### Exercise requirements
Copy out each line of the data that includes the string "rise".

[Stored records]
--- START ---
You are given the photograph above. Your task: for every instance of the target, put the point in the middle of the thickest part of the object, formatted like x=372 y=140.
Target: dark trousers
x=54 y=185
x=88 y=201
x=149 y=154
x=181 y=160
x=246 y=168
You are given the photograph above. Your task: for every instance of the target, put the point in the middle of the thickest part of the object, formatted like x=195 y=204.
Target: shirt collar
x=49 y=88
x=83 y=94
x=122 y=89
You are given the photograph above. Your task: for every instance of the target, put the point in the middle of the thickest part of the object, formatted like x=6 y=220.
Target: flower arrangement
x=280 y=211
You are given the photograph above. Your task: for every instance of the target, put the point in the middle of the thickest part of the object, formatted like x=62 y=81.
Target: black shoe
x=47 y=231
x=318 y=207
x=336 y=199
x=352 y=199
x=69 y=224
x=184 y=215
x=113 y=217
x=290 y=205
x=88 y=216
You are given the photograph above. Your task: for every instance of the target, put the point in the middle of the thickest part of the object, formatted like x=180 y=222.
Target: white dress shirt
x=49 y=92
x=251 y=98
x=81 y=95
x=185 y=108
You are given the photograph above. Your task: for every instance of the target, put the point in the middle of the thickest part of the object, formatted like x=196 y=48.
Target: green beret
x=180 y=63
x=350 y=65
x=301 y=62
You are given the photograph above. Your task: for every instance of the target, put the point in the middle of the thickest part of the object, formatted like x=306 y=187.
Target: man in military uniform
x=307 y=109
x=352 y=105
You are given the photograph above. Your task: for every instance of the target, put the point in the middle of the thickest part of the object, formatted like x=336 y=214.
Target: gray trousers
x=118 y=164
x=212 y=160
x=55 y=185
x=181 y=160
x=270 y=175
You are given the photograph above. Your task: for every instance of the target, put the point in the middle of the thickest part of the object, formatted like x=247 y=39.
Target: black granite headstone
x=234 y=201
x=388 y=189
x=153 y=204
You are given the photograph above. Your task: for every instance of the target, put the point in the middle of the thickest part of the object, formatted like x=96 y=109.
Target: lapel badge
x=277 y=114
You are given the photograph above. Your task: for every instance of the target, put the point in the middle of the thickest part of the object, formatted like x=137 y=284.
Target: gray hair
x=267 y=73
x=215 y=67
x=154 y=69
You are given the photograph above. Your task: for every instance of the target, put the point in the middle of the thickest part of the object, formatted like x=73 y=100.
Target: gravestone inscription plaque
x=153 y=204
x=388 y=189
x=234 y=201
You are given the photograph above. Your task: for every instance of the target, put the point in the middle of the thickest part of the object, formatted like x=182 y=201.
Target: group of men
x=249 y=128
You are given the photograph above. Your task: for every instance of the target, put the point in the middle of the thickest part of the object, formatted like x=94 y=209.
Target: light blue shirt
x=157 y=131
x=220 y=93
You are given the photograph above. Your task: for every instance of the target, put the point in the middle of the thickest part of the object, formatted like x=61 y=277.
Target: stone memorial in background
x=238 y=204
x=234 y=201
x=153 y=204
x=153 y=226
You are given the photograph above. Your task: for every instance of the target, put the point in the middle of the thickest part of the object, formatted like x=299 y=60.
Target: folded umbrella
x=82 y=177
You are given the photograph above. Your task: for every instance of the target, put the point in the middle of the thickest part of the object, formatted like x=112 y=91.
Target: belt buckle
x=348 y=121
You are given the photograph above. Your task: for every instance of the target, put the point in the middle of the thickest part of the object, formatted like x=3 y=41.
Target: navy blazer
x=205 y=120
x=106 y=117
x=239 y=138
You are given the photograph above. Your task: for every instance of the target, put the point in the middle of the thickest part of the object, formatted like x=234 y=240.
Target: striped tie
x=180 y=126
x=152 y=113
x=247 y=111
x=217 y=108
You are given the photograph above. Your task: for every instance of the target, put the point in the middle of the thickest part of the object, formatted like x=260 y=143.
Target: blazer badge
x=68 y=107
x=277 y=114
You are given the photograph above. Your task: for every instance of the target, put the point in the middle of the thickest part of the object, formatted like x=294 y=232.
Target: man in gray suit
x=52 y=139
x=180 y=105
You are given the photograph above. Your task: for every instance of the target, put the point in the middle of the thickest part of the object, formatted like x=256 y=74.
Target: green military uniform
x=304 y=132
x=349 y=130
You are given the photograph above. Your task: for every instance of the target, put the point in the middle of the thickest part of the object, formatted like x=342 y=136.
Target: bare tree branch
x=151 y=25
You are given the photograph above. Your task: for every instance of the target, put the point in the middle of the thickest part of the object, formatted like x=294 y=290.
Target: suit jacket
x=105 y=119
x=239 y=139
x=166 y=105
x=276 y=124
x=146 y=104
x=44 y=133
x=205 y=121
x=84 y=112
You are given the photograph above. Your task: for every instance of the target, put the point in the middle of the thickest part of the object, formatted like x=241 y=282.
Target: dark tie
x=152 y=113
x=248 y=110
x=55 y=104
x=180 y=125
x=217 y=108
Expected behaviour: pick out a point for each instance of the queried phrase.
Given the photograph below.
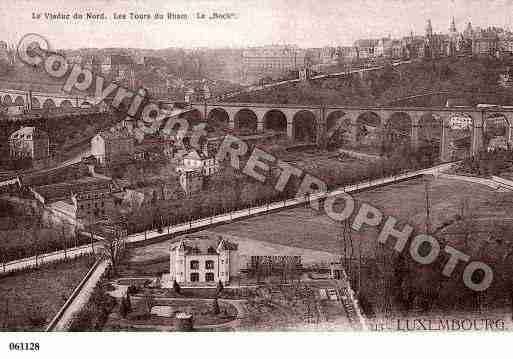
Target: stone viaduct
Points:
(325, 118)
(38, 100)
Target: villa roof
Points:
(115, 134)
(202, 244)
(28, 133)
(66, 189)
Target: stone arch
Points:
(7, 100)
(194, 116)
(66, 105)
(20, 101)
(368, 129)
(49, 104)
(304, 126)
(275, 120)
(430, 132)
(459, 136)
(246, 119)
(397, 131)
(333, 119)
(496, 131)
(218, 117)
(339, 130)
(36, 105)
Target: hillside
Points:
(476, 80)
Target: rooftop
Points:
(28, 133)
(66, 189)
(202, 244)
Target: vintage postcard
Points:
(255, 166)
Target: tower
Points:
(452, 29)
(429, 29)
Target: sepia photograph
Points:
(271, 171)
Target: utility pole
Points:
(428, 219)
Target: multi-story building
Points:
(203, 260)
(506, 44)
(347, 53)
(85, 200)
(112, 147)
(384, 47)
(366, 48)
(29, 142)
(200, 161)
(272, 60)
(485, 43)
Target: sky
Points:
(306, 23)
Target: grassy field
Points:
(29, 300)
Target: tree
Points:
(111, 247)
(148, 301)
(176, 287)
(124, 307)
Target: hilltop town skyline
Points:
(361, 19)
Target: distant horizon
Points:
(304, 23)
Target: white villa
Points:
(203, 260)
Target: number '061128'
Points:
(24, 346)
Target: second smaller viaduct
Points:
(325, 117)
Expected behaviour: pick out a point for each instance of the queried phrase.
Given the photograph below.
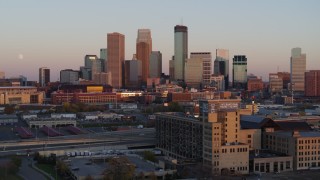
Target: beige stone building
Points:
(20, 95)
(222, 150)
(303, 146)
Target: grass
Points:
(48, 168)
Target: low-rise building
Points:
(21, 95)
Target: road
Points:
(27, 172)
(136, 136)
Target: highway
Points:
(130, 137)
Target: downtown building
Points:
(213, 139)
(44, 76)
(155, 68)
(221, 65)
(239, 69)
(69, 76)
(115, 56)
(143, 51)
(133, 74)
(180, 51)
(312, 83)
(297, 70)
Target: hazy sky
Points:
(58, 34)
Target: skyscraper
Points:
(103, 58)
(94, 63)
(44, 76)
(180, 50)
(239, 72)
(155, 67)
(312, 83)
(297, 69)
(69, 76)
(143, 51)
(221, 65)
(206, 65)
(115, 56)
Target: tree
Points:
(119, 168)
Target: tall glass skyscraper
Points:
(143, 51)
(180, 50)
(221, 65)
(115, 56)
(297, 69)
(239, 72)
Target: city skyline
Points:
(36, 36)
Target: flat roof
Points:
(302, 133)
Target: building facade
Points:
(239, 70)
(206, 65)
(115, 56)
(180, 50)
(21, 95)
(133, 73)
(312, 83)
(297, 69)
(155, 68)
(221, 65)
(69, 76)
(143, 51)
(44, 76)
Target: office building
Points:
(297, 69)
(194, 72)
(69, 76)
(155, 68)
(85, 73)
(206, 65)
(221, 65)
(21, 95)
(275, 83)
(143, 51)
(171, 68)
(133, 73)
(102, 78)
(239, 72)
(254, 84)
(94, 64)
(2, 75)
(218, 82)
(104, 60)
(44, 76)
(180, 50)
(312, 83)
(115, 56)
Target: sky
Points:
(58, 34)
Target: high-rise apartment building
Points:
(115, 56)
(180, 50)
(143, 51)
(312, 83)
(94, 64)
(239, 72)
(133, 73)
(2, 75)
(194, 72)
(221, 65)
(103, 58)
(206, 65)
(155, 68)
(297, 69)
(171, 68)
(44, 76)
(69, 76)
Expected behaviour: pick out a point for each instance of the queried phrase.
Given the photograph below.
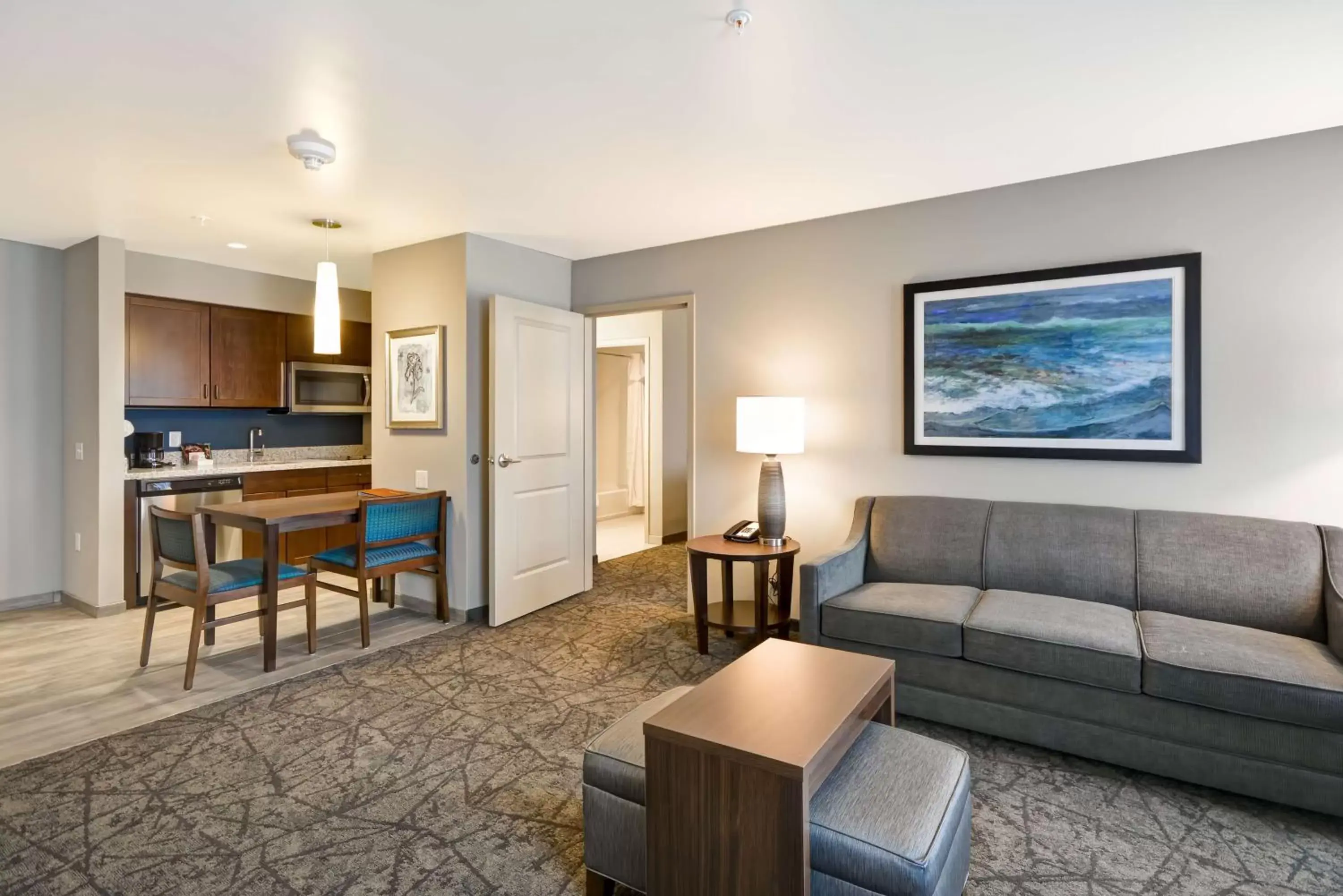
--- END ---
### Response
Target: low-rise building
Target: high-rise apartment building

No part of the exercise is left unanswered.